Supplied information —
◇ ◇ ◇ ◇

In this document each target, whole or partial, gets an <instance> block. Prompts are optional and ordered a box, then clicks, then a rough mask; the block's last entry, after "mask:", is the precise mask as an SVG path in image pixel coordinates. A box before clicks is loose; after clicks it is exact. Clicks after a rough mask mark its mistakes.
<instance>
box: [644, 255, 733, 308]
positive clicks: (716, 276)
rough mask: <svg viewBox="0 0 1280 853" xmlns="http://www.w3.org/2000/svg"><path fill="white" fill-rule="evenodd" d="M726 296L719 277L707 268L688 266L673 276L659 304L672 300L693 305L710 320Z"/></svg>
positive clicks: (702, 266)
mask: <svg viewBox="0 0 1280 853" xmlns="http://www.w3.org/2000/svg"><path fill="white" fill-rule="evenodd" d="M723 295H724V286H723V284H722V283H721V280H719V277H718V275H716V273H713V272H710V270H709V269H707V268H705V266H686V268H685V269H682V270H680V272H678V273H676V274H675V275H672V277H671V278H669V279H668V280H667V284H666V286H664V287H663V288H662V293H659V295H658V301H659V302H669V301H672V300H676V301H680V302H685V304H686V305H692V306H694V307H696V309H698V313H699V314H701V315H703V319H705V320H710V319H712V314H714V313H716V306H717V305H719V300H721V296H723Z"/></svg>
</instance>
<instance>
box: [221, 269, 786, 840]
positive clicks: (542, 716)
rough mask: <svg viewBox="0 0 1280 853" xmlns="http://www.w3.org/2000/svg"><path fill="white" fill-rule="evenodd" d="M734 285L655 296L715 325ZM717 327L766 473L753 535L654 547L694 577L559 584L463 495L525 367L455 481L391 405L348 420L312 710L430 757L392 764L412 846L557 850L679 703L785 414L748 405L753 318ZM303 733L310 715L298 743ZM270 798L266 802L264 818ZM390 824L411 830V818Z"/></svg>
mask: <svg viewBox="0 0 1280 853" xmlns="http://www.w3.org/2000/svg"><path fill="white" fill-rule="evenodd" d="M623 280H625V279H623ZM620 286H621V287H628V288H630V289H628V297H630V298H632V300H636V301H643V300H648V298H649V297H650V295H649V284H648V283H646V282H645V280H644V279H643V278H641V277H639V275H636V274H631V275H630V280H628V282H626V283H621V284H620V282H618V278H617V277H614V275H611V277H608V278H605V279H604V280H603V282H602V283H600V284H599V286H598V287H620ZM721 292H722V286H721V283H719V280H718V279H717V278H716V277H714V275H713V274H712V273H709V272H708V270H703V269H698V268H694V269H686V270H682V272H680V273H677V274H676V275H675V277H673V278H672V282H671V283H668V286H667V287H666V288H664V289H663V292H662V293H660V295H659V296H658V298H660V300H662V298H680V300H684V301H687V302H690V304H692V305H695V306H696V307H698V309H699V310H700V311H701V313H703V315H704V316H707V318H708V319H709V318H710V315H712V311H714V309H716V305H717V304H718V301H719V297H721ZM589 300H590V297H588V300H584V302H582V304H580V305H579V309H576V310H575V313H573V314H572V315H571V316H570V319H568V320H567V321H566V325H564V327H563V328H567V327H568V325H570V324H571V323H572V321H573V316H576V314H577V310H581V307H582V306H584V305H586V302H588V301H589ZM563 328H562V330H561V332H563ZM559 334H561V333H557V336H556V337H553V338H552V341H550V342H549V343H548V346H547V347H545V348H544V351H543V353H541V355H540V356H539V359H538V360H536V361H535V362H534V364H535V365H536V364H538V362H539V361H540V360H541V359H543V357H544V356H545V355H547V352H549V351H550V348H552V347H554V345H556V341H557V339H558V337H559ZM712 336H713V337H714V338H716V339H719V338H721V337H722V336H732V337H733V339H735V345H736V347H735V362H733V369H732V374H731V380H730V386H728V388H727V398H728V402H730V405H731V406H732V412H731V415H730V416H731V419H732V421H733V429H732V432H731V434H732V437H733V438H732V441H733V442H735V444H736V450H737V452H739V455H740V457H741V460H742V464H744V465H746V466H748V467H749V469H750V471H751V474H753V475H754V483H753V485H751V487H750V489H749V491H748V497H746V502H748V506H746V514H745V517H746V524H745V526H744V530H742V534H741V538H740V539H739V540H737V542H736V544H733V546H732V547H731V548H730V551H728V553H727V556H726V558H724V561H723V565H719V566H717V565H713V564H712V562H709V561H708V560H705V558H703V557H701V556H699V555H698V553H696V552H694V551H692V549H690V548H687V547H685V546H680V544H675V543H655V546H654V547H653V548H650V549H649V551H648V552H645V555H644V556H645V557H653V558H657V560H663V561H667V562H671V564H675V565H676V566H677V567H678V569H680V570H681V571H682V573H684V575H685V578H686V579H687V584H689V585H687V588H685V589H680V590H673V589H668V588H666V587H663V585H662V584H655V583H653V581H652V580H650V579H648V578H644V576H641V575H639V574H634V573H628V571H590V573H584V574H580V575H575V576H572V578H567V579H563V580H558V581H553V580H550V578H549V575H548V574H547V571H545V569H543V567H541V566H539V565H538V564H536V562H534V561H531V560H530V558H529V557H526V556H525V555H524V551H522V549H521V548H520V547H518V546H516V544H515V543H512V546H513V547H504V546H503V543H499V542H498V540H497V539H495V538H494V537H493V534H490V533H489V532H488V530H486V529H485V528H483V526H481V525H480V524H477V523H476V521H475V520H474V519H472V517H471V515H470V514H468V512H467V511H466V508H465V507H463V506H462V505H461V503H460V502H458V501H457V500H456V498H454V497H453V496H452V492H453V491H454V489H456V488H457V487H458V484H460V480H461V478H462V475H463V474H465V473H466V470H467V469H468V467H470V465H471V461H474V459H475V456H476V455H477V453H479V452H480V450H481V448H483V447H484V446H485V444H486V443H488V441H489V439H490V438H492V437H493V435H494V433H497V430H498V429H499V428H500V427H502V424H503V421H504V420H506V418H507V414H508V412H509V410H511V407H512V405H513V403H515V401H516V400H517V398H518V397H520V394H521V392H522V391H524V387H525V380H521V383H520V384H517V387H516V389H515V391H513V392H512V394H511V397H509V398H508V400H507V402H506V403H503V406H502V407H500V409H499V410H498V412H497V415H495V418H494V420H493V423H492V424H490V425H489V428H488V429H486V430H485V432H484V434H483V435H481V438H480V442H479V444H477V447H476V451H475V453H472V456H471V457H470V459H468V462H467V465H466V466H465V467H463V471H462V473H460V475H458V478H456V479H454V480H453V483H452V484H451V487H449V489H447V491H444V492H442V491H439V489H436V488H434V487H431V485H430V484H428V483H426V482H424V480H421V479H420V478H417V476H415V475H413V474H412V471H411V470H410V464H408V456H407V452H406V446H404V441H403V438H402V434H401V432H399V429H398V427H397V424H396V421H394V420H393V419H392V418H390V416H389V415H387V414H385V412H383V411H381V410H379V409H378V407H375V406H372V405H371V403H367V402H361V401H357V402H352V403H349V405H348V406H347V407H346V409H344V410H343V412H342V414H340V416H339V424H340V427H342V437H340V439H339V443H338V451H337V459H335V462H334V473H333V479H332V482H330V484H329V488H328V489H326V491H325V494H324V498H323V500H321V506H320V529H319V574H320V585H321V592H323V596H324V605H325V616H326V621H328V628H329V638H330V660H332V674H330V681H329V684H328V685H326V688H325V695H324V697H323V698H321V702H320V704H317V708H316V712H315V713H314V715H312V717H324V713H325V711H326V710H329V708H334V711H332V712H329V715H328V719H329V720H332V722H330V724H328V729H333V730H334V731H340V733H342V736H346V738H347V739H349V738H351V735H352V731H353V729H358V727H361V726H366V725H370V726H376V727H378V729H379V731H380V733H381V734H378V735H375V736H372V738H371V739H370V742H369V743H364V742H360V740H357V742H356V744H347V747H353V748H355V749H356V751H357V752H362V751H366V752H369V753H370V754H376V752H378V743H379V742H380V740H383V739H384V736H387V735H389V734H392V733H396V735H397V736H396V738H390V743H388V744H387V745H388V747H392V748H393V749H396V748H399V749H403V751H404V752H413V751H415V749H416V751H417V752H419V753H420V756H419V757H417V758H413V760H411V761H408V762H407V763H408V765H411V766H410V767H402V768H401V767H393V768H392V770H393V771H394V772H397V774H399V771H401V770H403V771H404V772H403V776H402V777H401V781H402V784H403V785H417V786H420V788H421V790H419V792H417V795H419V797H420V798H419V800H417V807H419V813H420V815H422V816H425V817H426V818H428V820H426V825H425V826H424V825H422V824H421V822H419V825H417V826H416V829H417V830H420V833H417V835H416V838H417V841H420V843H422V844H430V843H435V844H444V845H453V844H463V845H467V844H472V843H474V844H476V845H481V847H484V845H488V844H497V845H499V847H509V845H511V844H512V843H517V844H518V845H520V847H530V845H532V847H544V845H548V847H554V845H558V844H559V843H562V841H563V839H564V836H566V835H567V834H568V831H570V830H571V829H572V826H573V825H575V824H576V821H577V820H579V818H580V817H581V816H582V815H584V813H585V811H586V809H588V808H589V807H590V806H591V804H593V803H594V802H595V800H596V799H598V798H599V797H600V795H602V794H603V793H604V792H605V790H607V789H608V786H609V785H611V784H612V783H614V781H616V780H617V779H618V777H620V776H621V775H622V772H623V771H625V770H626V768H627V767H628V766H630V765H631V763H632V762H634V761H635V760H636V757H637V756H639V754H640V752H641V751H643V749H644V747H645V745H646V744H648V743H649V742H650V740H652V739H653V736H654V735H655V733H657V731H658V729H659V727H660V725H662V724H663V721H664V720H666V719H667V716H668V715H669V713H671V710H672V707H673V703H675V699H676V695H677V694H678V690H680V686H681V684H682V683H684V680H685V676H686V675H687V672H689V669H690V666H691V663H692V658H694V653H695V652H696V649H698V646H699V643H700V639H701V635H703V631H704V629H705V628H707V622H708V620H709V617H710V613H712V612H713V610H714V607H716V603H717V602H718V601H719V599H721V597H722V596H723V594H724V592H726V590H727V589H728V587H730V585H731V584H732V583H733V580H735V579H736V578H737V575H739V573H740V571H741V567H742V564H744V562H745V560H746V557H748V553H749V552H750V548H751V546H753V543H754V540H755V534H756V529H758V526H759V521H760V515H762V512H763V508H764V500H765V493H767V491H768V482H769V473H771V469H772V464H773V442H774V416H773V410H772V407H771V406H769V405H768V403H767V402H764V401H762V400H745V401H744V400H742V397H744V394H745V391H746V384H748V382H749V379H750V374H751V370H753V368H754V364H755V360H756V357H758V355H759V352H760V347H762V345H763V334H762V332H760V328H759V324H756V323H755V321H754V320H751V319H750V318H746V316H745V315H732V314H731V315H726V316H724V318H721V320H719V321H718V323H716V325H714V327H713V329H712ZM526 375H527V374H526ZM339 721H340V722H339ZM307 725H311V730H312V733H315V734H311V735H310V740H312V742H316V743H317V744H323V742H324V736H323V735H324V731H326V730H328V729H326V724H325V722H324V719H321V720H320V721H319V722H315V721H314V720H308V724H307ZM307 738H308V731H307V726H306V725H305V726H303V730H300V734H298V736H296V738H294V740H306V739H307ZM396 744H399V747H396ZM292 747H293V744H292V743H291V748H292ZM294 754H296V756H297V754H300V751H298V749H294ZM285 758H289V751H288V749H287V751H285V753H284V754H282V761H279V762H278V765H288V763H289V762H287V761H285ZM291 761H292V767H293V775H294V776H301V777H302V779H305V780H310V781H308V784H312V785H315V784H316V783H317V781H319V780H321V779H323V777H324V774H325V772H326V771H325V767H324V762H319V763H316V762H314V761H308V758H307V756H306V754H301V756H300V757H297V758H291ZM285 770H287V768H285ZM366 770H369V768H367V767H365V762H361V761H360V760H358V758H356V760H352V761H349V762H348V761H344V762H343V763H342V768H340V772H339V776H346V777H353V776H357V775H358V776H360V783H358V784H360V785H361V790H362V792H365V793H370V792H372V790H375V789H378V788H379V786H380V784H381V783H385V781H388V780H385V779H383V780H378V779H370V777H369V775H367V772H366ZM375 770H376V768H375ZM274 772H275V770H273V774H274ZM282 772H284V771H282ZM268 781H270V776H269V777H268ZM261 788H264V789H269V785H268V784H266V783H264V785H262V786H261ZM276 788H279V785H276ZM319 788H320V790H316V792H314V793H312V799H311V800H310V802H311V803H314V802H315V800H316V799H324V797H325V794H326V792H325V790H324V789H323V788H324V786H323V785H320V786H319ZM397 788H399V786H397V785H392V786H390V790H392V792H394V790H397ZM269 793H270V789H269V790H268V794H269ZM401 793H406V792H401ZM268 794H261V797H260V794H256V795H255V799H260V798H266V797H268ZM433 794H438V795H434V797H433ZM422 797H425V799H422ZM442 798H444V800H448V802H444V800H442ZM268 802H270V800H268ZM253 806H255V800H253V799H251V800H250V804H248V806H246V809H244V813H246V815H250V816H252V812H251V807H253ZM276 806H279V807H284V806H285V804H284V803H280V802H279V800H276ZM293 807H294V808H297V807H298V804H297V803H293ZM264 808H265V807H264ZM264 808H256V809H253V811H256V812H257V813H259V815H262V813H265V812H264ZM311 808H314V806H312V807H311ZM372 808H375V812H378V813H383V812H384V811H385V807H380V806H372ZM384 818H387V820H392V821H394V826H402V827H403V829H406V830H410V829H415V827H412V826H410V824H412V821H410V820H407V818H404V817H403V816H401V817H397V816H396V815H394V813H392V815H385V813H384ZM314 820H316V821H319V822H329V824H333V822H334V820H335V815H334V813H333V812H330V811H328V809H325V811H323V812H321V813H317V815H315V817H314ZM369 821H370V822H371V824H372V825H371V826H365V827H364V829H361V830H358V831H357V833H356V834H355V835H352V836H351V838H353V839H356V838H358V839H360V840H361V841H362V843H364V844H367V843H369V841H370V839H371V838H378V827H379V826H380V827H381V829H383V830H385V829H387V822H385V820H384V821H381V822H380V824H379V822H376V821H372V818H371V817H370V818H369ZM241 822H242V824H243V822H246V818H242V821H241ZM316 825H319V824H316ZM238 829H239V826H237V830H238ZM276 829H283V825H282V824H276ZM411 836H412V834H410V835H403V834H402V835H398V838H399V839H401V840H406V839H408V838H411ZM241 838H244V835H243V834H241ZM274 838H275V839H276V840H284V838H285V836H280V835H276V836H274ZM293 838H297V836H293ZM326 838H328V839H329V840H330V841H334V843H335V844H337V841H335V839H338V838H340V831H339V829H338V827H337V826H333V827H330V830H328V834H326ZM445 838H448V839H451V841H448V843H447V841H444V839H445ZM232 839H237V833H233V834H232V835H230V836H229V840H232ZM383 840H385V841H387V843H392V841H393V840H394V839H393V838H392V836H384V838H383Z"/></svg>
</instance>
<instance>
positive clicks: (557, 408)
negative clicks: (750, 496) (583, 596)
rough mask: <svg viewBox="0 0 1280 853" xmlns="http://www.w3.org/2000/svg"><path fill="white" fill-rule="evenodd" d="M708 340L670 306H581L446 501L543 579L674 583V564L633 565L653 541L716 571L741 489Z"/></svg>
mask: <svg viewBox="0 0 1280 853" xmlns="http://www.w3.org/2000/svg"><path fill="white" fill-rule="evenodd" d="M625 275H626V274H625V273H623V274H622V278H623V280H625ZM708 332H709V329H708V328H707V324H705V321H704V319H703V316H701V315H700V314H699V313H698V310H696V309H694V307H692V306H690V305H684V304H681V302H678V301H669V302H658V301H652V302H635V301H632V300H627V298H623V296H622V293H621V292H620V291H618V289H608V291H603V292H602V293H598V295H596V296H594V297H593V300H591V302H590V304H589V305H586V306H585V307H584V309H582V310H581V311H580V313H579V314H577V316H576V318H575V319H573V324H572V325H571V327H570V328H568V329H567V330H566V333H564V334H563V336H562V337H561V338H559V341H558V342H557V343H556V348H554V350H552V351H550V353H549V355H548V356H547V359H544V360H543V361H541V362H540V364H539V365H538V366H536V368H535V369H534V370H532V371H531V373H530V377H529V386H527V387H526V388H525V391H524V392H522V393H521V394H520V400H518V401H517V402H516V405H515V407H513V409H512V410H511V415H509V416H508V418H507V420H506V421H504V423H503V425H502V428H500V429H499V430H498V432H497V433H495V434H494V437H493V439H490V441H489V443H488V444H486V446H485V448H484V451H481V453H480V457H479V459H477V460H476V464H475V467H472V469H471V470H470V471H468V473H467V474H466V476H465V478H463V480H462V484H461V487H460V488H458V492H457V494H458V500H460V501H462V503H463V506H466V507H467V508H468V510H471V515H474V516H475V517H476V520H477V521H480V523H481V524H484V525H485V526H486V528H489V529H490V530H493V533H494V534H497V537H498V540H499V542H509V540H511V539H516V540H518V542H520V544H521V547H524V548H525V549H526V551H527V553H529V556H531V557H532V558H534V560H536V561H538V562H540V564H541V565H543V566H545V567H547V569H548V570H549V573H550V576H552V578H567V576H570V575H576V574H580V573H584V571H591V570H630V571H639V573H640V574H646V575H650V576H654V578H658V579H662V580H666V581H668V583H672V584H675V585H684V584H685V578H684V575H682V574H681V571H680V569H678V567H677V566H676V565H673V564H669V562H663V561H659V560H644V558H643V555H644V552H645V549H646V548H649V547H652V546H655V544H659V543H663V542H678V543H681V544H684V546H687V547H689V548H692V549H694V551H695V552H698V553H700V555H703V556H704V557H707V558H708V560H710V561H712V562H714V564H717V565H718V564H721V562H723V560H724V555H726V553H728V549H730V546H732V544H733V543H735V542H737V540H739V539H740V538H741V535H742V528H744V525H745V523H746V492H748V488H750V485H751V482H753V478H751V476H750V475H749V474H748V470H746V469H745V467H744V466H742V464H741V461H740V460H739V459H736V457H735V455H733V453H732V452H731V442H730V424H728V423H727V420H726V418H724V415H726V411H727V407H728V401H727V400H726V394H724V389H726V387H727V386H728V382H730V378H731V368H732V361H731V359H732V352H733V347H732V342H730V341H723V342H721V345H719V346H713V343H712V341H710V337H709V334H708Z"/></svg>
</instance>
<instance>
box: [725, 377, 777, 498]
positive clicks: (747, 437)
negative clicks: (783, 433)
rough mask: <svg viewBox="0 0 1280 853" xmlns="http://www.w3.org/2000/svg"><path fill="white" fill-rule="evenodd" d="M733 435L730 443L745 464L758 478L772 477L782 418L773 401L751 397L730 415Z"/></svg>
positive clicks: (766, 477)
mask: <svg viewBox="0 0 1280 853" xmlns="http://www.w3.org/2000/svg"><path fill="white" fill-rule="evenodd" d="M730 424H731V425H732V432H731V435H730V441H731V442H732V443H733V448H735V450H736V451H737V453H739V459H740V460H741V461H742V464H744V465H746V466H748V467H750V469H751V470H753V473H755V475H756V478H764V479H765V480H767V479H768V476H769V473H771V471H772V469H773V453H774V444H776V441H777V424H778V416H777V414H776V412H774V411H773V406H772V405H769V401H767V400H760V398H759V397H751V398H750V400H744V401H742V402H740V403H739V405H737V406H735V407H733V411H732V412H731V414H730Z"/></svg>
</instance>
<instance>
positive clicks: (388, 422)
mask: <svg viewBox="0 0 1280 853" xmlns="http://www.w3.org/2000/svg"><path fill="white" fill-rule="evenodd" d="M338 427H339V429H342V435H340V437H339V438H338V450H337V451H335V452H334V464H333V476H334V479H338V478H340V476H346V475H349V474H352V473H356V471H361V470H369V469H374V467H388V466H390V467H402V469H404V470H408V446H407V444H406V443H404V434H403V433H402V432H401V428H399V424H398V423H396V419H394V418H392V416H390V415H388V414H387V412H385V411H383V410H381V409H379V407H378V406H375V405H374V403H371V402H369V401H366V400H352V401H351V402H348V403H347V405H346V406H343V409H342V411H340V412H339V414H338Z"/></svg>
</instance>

◇ ◇ ◇ ◇

Task directions — Your reply must contain exactly the lines from the first line of the data through the line holding "296L719 277L707 268L688", and nothing more.

Exercise result —
In this document each target, whole or partial, gets an <instance> block. Prompts are optional and ordered a box, then clicks, then a rough mask; the block's last entry, after "mask:", is the precise mask as an SVG path in image pixel coordinates. A box before clicks is loose; after clicks it is exact. Clicks after a rough mask mark its mistakes.
<instance>
box: [644, 255, 733, 308]
positive clicks: (716, 276)
rough mask: <svg viewBox="0 0 1280 853" xmlns="http://www.w3.org/2000/svg"><path fill="white" fill-rule="evenodd" d="M726 296L719 277L707 268L688 266L673 276L659 304L672 300L693 305L710 320Z"/></svg>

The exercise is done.